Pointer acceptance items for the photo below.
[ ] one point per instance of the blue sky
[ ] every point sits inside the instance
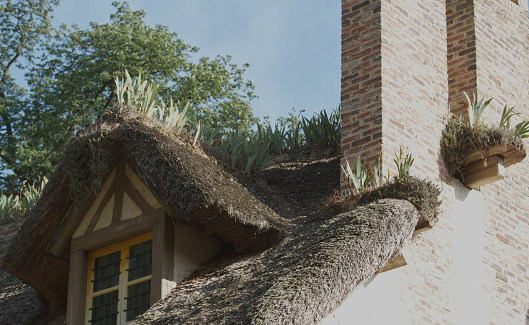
(292, 46)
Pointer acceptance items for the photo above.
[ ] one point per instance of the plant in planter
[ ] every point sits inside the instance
(476, 153)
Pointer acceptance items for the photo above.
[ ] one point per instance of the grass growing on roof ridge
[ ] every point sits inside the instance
(367, 185)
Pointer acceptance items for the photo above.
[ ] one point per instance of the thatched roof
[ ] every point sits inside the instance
(276, 275)
(188, 183)
(300, 280)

§ Task to complete
Rewrite every line of the records above, requests included, multiplying each point coordinate in the answers by 0.95 and rounding to the nearest whole number, with halves rounded up. Leave the pictures out.

§ Expected answer
Pointer acceptance items for the photo below.
[ ] one point per instance of the blue sky
[ ] every point sits inside the instance
(277, 44)
Pointer acceptance items for the photo above.
[ ] one point per instance of the plant in planter
[ ] every point sits inside the instance
(452, 145)
Pointer acceptance items for the photo above.
[ ] one point per instance of the grass growing on roof ridge
[ ] every point sits inside the instance
(349, 176)
Pointer acceptance items for the photo above.
[ ] one point per instance of the thatched roof
[ ] every point sits inside the instance
(262, 261)
(179, 174)
(285, 266)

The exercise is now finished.